[START Text block]

Just my 2 cents and some useless facts/experience

Dan


----------



## Stacy1 (Dec 15, 2016)

Ok, so are you guys saying it is ok to use the tape on the cga-320 on the threads that connect it to the regulator body? I thought I had read to mever use tape on the high pressure side because of concerns of the possibility of getting tape pieces into the regulator? I tried the dope last night and must have not let it cure long enough. I plugged the low pressure side as my post body parts haven't arrived yet, and connected the reg to my tank to do the regulator leak test. I bought the regulator used so want to get the test done asap even though the seller guaranteed its been tested already. It leaked so much around the cga-320 that I could actually feel the gas blowing by the threads. I took it off, cleaned the threads on the connector and in the body and applied the dope again and its been curing since last night. I figured id give it a full 24hrs before I try it again. It states on the tube that the max working pressure is 125psi, and that has me concerned but if it's been used and does work then hopefully a longer cure time will fix the problem. If not, and its ok to use the tape, then thats what I'll plan on next. Otherwise its back to the store for a better dope


----------



## Dman911 (Nov 24, 2016)

Stacy1 said:


> Ok, so are you guys saying it is ok to use the tape on the cga-320 on the threads that connect it to the regulator body? I thought I had read to mever use tape on the high pressure side because of concerns of the possibility of getting tape pieces into the regulator? I tried the dope last night and must have not let it cure long enough. I plugged the low pressure side as my post body parts haven't arrived yet, and connected the reg to my tank to do the regulator leak test. I bought the regulator used so want to get the test done asap even though the seller guaranteed its been tested already. It leaked so much around the cga-320 that I could actually feel the gas blowing by the threads. I took it off, cleaned the threads on the connector and in the body and applied the dope again and its been curing since last night. I figured id give it a full 24hrs before I try it again. It states on the tube that the max working pressure is 125psi, and that has me concerned but if it's been used and does work then hopefully a longer cure time will fix the problem. If not, and its ok to use the tape, then thats what I'll plan on next. Otherwise its back to the store for a better dope


It should never be blowing hard from the CGA 320 connector or at all for that matter. I would say you are missing or have the wrong gasket installed unless you didn't tighten it (which I highly doubt). The connection to the valve on the tank from the regulator should not have and tape or dope on it. The tape or dope is only used on pipe thread (eg. not CGA-320). Can you post pics of the connectors at the regulator and tank valve showing the inside if the connections.

[END Text block]
[START Supplied data]

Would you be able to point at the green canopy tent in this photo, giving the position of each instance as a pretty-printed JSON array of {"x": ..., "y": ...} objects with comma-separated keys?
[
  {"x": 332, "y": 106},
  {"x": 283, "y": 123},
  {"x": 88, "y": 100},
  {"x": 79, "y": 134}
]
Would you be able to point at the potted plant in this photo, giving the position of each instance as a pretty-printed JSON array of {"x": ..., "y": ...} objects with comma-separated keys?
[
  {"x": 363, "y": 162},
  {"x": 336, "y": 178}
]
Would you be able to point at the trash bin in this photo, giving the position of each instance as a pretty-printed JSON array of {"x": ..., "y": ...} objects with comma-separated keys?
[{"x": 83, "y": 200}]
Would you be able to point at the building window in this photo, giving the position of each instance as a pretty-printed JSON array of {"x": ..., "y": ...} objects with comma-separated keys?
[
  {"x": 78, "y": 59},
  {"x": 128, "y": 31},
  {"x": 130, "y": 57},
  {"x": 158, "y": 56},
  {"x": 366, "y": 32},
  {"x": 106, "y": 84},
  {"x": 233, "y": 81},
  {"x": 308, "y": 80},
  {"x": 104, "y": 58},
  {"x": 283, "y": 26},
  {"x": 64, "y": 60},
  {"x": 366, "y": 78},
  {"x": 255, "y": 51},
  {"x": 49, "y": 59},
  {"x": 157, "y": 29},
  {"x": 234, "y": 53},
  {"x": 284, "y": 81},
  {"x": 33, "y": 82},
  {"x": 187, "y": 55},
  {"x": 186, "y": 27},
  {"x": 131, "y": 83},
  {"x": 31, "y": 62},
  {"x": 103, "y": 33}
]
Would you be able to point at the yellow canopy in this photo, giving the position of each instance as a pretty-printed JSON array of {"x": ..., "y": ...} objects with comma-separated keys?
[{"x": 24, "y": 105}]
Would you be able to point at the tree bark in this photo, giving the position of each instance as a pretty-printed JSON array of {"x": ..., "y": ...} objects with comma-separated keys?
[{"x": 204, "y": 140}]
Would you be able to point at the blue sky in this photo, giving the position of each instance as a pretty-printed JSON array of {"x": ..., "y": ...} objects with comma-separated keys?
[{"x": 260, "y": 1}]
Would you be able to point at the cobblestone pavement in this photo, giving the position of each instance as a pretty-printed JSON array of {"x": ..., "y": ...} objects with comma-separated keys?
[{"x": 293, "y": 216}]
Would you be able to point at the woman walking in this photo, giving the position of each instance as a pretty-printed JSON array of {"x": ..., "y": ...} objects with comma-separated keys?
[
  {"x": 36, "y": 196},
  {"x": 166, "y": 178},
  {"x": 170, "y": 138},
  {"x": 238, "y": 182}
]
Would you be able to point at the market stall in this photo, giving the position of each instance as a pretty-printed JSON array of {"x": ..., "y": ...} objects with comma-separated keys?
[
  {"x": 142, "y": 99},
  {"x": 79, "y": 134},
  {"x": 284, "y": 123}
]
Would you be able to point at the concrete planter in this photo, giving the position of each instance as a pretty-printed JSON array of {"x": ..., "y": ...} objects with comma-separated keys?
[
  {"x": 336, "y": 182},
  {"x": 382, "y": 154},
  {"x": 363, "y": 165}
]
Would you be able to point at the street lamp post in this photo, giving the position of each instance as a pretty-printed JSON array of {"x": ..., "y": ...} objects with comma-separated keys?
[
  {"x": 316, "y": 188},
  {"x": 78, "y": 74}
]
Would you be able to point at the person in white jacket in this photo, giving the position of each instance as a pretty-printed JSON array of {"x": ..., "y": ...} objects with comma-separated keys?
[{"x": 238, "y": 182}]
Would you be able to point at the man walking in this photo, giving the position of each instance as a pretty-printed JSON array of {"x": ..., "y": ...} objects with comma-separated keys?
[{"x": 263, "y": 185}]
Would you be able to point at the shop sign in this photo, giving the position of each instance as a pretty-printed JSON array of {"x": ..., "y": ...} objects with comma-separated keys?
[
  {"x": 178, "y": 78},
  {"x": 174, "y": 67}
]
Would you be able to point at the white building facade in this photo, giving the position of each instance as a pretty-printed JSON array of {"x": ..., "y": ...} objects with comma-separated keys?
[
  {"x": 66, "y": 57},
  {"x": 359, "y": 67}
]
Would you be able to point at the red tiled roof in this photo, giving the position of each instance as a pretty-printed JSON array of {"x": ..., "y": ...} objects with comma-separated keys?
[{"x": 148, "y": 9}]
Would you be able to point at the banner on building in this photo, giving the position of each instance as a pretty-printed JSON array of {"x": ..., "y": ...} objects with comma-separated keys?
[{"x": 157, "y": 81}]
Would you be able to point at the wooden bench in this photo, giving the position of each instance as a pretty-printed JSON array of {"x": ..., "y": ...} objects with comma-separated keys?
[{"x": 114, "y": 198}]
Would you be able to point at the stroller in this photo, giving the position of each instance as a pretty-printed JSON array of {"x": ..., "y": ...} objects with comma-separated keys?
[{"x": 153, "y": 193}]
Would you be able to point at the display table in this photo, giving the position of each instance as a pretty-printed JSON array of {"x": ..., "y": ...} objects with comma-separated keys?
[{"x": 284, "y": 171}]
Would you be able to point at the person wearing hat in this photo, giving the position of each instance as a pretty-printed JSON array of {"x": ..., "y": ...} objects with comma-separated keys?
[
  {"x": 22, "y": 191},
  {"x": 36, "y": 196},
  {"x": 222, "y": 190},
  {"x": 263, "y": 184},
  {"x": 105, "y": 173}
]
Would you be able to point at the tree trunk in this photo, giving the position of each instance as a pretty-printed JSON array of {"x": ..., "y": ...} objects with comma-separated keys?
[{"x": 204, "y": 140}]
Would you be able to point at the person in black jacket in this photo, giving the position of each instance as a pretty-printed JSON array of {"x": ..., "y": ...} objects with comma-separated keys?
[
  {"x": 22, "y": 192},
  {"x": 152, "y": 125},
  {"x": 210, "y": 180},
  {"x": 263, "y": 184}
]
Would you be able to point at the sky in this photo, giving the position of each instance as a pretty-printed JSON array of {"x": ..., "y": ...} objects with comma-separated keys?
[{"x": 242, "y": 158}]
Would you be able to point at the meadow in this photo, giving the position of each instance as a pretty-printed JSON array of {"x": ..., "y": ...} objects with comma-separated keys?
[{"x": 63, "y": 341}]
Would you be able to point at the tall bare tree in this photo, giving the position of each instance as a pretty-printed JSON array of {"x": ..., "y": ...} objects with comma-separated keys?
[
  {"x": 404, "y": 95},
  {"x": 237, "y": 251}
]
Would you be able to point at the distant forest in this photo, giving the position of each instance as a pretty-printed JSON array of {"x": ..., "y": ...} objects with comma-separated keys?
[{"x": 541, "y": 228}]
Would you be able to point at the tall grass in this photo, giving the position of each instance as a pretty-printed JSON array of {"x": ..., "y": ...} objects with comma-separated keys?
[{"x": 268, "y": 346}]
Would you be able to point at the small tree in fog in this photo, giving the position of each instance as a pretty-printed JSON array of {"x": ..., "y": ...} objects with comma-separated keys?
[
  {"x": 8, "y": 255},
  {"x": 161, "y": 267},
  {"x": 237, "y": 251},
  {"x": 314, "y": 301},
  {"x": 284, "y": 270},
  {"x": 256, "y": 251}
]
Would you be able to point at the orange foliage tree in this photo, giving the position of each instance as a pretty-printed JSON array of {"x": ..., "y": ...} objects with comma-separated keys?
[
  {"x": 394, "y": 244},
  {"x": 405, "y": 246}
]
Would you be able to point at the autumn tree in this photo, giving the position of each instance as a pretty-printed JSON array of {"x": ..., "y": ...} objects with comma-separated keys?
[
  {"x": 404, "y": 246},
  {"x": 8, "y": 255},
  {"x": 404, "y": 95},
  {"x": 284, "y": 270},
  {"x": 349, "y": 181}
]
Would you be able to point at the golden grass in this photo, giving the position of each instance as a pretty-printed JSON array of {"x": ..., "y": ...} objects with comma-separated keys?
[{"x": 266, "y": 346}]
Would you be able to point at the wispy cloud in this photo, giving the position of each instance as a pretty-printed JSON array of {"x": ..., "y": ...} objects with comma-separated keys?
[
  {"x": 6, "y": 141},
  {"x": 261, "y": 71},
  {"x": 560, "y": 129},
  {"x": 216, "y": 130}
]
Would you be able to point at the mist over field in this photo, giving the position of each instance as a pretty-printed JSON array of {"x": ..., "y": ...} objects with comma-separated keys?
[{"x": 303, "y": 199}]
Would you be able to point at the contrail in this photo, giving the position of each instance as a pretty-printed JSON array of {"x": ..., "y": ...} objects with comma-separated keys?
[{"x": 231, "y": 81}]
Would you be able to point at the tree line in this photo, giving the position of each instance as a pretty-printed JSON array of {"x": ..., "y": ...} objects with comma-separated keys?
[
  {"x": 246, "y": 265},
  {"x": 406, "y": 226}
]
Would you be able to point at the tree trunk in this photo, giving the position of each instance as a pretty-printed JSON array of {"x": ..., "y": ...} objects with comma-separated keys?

[END Supplied data]

What is asked
a - Decide whether each statement agrees with the regulator thread above, answering yes or no and quoting the deciding words: (i) Stacy1 bought the regulator used. (ii) The tube of dope lists a max working pressure of 125psi. (iii) Dman911 says tape or dope belongs on the CGA-320 connection.
b - Please go on with the regulator thread above, starting right after its final sentence.

Answer set
a -
(i) Yes: "I bought the regulator used"
(ii) Yes: "It states on the tube that the max working pressure is 125psi"
(iii) No: "The tape or dope is only used on pipe thread (eg. not CGA-320)."

b -
The only other thing I can think of besides a gasket is if the regulator has a blown diaphragm but that would not be leaking out of the threads.

Dan


----------



## Stacy1 (Dec 15, 2016)

Maybe I'm not wording things right. Its not leaking where the nut connects to the co2 tank. It's leaking where the nipple connects tothe regulator


----------



## jeffkrol (Jun 5, 2013)

kevmo911 said:


> Dope is too messy for my taste, though some others use it. But that's the stuff I tried, and it worked. However, I've seen reports of it being blown out of threads at high pressure connections - the CGA nipple and high pressure gauge.


Then is was never tightened correctly in the first place.. or damaged/deformed threads..


----------



## Stacy1 (Dec 15, 2016)

https://imgur.com/zghnzAQ

So this piece shouldnt have dope or tape?


----------



## Dman911 (Nov 24, 2016)

Stacy1 said:


> Maybe I'm not wording things right. Its not leaking where the nut connects to the co2 tank. It's leaking where the nipple connects tothe regulator


Ok try this... take the nipple out and replace the dope and screw into the regulator only as tight as you can make it by hand (but tighten as much as you can). then turn open the tank and see how much air is leaking. Then using a pipe wrench or channel locks etc. start to tighten the nipple into the regulator. If it start leaking more or doesn't change I would have to say its bad news and you have probably overtightened and cracked the housing previously. I'm thinking this may be the case and not much you can do to fix it. You can confirm this by tightening the nipple and looking with a flashlight at the regulator housing right next to the pipe for a small crack. You probably wont see it unless the nipple is tightened into the housing.

Added: Or as Jeff stated the threads could be damaged or cross threaded at some point. This would cause your issue as well 

Dan


----------



## Dman911 (Nov 24, 2016)

jeffkrol said:


> Then is was never tightened correctly in the first place.. or damaged/deformed threads..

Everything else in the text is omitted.